Trump Chose the Oligarchy Over Our Democracy
- Kayla Milton
- Apr 4
- 2 min read

Donald Trump’s new tariffs sent the stock market plummeting to its worst low since March 2020. But he thinks things are “going very well.” He also thought things were going well in March 2020, too, if I recall.
And by "going very well," he doesn't mean "good and completely fine." He said that he meant "going very well," like a patient undergoing surgery.
“It’s to be expected,” Trump said. “This is a patient that was very sick. We inherited a terrible economy, as you know, with a lot of problems, including loss of manufacturing and plants closed up all over the country. It was a sick patient and went through an operation on Liberation Day,” he said before flying out to Florida for a Saudi sponsered golf weekend.
“The operation’s over, and now we let it settle in.” By the way, he chose this golf event at his course over attending the dignified return of deceased American troops.
Not very America First, if you ask me.
Stocks lost about $3 trillion in market value in the largest one-day selloff since the COVID pandemic. The S&P 500? Down 5 percent. The Dow Jones? Dropped 4 percent. The Nasdaq suffered the most, falling 6 percent. The dollar also sank more than 1 percent against the euro, Japanese yen, and Swiss franc, in its worst fall since 2023.
The last time U.S. markets saw a week this messy was in March 2020, when the stock market had its worst closing since the 2008 financial crisis. At the time, the Dow lost 913 points or 5 percent, the S&P closed down 4 percent, and the Nasdaq composite slid nearly 4 percent.
“The markets are going to boom, the stock is going to boom, the country is going to boom, and the rest of the world wants to see, is there any way they can make a deal?” Trump said, as if he thought he was still hosting The Apprentice, and not bombing the US economy.
“Remember, there are no tariffs if you build your product in the U.S.,” Trump said. “There’s going to be a transition period because they’re going to be building instead of paying tariffs to some other place.” Someone should really tell him that America can't survive under these isolationist tariffs.
In response to the tariffs, JPMorgan raised its recession forecast to 60 percent, up from 40 percent before Trump’s tariff announcement. Experts and commentators also destroyed the math behind Trump’s tariffs as “absurd.”
“If a 9th grader in high school presented this tariff chart to a teacher in a basic economics class, the teacher would laugh.”
Paul Krugman, a prominent economics professor at the City University of New York, said Trump had “gone full-on crazy.”
Chuck Grassley, one of the Senate’s most powerful Republicans, also joined forces with Democratic Senator Maria Cantwell in introducing a bill that would ensure Congress has a say in the president’s tariff calls.

Tasks to perform —
[a] Answer these questions using the article on Trump's tariffs:
(i) About how much market value did stocks lose in the selloff?
(ii) To what figure did JPMorgan raise its recession forecast?
(iii) Which Democratic senator joined Chuck Grassley in introducing the bill on tariff calls?
[b] Write out the passage from the article on Trump's tariffs word for word, starting at "In response to" and ending at "president’s tariff calls.".
The data has nothing to do with the article on Trump's tariffs.

Data for analysis —
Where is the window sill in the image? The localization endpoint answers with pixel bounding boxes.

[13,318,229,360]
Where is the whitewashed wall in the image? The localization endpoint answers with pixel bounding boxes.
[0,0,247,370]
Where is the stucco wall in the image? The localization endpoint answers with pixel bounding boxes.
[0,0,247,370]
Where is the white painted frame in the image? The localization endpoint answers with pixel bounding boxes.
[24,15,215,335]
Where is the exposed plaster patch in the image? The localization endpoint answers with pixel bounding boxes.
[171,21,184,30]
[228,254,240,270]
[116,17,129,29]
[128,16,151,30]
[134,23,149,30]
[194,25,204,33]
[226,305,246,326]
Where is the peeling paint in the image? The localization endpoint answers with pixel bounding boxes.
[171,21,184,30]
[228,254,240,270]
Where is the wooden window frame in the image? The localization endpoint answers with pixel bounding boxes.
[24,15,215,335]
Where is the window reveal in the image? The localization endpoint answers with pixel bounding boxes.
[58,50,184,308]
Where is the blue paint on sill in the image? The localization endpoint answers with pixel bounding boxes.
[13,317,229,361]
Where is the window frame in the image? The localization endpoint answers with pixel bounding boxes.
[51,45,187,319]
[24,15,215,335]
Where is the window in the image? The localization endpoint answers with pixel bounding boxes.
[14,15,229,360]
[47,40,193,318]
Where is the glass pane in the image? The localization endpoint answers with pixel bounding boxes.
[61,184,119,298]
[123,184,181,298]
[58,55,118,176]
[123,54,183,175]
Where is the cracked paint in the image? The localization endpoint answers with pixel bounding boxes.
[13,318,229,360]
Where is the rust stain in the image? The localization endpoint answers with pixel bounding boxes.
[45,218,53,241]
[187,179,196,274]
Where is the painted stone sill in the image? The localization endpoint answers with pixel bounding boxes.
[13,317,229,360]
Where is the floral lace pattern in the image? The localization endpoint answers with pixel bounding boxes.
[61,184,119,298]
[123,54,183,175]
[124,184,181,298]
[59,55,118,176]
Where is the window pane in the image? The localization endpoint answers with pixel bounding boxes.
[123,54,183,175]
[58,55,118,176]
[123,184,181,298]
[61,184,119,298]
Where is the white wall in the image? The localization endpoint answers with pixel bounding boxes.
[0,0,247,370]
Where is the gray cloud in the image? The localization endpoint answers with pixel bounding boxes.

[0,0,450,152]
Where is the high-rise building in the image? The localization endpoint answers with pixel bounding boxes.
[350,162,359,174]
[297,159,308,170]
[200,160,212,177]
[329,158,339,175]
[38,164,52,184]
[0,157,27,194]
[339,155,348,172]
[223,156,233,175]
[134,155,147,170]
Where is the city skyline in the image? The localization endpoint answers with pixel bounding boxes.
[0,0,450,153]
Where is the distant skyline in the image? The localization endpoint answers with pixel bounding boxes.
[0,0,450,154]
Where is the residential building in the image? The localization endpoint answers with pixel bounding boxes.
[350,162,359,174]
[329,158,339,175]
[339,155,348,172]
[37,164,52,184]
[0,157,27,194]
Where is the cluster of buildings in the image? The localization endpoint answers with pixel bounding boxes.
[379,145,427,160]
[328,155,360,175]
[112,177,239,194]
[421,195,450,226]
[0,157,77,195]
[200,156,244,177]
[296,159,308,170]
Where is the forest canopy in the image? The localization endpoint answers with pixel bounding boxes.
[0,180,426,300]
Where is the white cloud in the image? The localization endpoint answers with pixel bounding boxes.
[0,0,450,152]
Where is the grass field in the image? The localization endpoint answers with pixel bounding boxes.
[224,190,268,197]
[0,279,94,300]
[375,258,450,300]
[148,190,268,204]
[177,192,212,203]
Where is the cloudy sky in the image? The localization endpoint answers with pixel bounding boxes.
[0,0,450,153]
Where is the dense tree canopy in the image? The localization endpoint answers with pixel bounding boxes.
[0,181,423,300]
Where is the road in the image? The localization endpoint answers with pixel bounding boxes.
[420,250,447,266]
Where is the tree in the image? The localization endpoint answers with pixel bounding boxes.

Responses per task —
[a]
(i) About $3 trillion
(ii) 60 percent, up from 40 percent
(iii) Maria Cantwell

[b]
In response to the tariffs, JPMorgan raised its recession forecast to 60 percent, up from 40 percent before Trump’s tariff announcement. Experts and commentators also destroyed the math behind Trump’s tariffs as “absurd.”
“If a 9th grader in high school presented this tariff chart to a teacher in a basic economics class, the teacher would laugh.”
Paul Krugman, a prominent economics professor at the City University of New York, said Trump had “gone full-on crazy.”
Chuck Grassley, one of the Senate’s most powerful Republicans, also joined forces with Democratic Senator Maria Cantwell in introducing a bill that would ensure Congress has a say in the president’s tariff calls.